== Tasks to complete ==
(a) Answer these questions about the pregnancy blog post:
(i) Since becoming pregnant, what has the writer had a hard time knowing?
(ii) For a long time, what was the blog about?
(iii) What does the writer ask readers to do if the post causes them pain?
(b) Write out the pregnancy blog post again, starting at the words "Since I became" and stopping after "wish for anyone.". Substitute "journal" for "blog" each time it appears.
(c) Resume the blog post about being pregnant after IVF treatment, continuing on from its last sentence.

Third trimester approaching!

Since I became pregnant I have had a hard time knowing what to put in this blog. It has been a blog about getting/not getting pregnant for so long and I'm a little unsure about where to take it now. I am aware of the pain my pregnancy may bring to others who aren't at the stage I am at. I remember too clearly seeing another announcement and wondering when will it be me. I am also aware that for me personally while we were going through our treatment seeing other people's IVF working was a strong sign of hope and positivity so while I hope that is the case for many people reading this I am aware that I don't fit in to one category at the moment. If this causes you any pain please, please, don't read it - that is the last thing I wish for anyone.

[Image point grounding data]
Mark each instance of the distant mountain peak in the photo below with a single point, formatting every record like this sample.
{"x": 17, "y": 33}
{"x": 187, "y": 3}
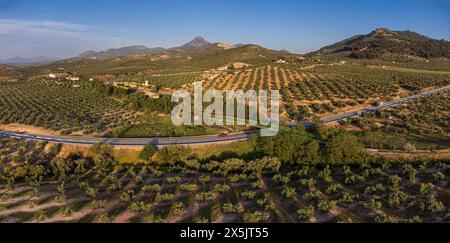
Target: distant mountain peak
{"x": 123, "y": 51}
{"x": 197, "y": 42}
{"x": 386, "y": 44}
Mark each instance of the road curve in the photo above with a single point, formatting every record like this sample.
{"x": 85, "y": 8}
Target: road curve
{"x": 207, "y": 139}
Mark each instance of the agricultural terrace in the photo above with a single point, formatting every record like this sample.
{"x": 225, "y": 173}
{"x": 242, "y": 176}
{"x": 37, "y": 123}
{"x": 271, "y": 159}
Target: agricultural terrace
{"x": 70, "y": 106}
{"x": 424, "y": 124}
{"x": 38, "y": 184}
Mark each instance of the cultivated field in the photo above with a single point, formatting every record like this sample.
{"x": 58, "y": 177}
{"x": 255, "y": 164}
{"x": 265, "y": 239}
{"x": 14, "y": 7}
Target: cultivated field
{"x": 39, "y": 186}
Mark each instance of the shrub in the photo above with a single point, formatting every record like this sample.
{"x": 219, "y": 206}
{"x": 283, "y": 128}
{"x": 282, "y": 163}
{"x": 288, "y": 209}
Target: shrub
{"x": 230, "y": 208}
{"x": 326, "y": 206}
{"x": 249, "y": 195}
{"x": 289, "y": 192}
{"x": 205, "y": 197}
{"x": 305, "y": 213}
{"x": 148, "y": 152}
{"x": 152, "y": 188}
{"x": 188, "y": 187}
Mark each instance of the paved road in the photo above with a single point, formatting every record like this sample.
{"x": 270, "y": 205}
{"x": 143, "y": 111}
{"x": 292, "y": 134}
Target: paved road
{"x": 134, "y": 141}
{"x": 200, "y": 139}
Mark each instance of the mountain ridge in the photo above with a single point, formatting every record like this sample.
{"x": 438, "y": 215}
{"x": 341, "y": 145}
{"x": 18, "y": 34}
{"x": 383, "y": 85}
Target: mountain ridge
{"x": 386, "y": 44}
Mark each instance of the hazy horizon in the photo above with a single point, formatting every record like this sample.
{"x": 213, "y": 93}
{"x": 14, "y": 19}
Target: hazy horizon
{"x": 66, "y": 29}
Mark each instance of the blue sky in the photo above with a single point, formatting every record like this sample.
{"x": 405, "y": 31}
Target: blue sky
{"x": 65, "y": 28}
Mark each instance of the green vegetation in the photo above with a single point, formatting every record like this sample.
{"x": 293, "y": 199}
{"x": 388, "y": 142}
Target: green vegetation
{"x": 240, "y": 189}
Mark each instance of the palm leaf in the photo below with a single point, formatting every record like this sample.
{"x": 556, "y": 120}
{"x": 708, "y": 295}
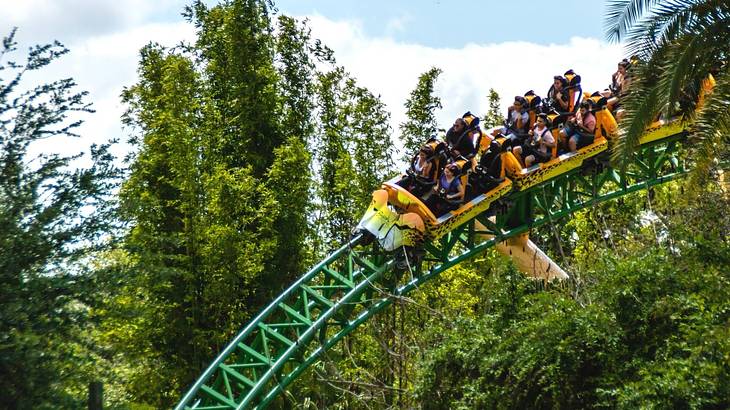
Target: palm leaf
{"x": 621, "y": 15}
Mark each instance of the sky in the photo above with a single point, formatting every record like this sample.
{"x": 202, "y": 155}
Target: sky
{"x": 509, "y": 46}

== Answers to this exercise ==
(a)
(i) The writer has had a hard time knowing what to put in the blog.
(ii) It was a blog about getting or not getting pregnant.
(iii) The writer asks those readers not to read it.

(b)
Since I became pregnant I have had a hard time knowing what to put in this journal. It has been a journal about getting/not getting pregnant for so long and I'm a little unsure about where to take it now. I am aware of the pain my pregnancy may bring to others who aren't at the stage I am at. I remember too clearly seeing another announcement and wondering when will it be me. I am also aware that for me personally while we were going through our treatment seeing other people's IVF working was a strong sign of hope and positivity so while I hope that is the case for many people reading this I am aware that I don't fit in to one category at the moment. If this causes you any pain please, please, don't read it - that is the last thing I wish for anyone.

(c)
Pregnancy after infertility comes with its own bag of worries and insecurities, I'm sure every newly pregnant family have these but when you've been subjected to the pain and loss that so many of us have in our community the fear is very present and very real, I feel like maybe this isn't totally understood by some of those who have found conception and pregnancy quite straightforward. While I don't blame these people it does make it somewhat isolating when you try to express the concerns you have. An example of this would be nerves before a scan - I get especially nervous before a scan, I'm sure lots of people do but I feel it as a genuine something is going to go wrong fear, when you go through the treatments we have and have the many "bad news" chats, I think you become pre-conditioned that every meeting or appointment is going to come with a disappointment or loss but everyone I spoke to was so excited for us, when I explained I was nervous that was met with "Don't be daft, what have you got to be nervous about!" - this was said with love and meant to be reassuring - it wasn't and instead I felt unheard and, well... daft! Did I say anything - of course not!

We have been incredibly blessed in our pregnancy so far, baby is thriving, the phrase "everything is as it should be" has come up in every appointment and this is a novel and very welcome phrase. Our 20 week scan was a few weeks ago and baby is perfect, although not playing ball - I had to go and pee, I had to drink cold water, walk around, wriggle, lie on my side - all to get the measurements they needed but all of this meant we got more time watching our little cutie wriggle and roll around in there.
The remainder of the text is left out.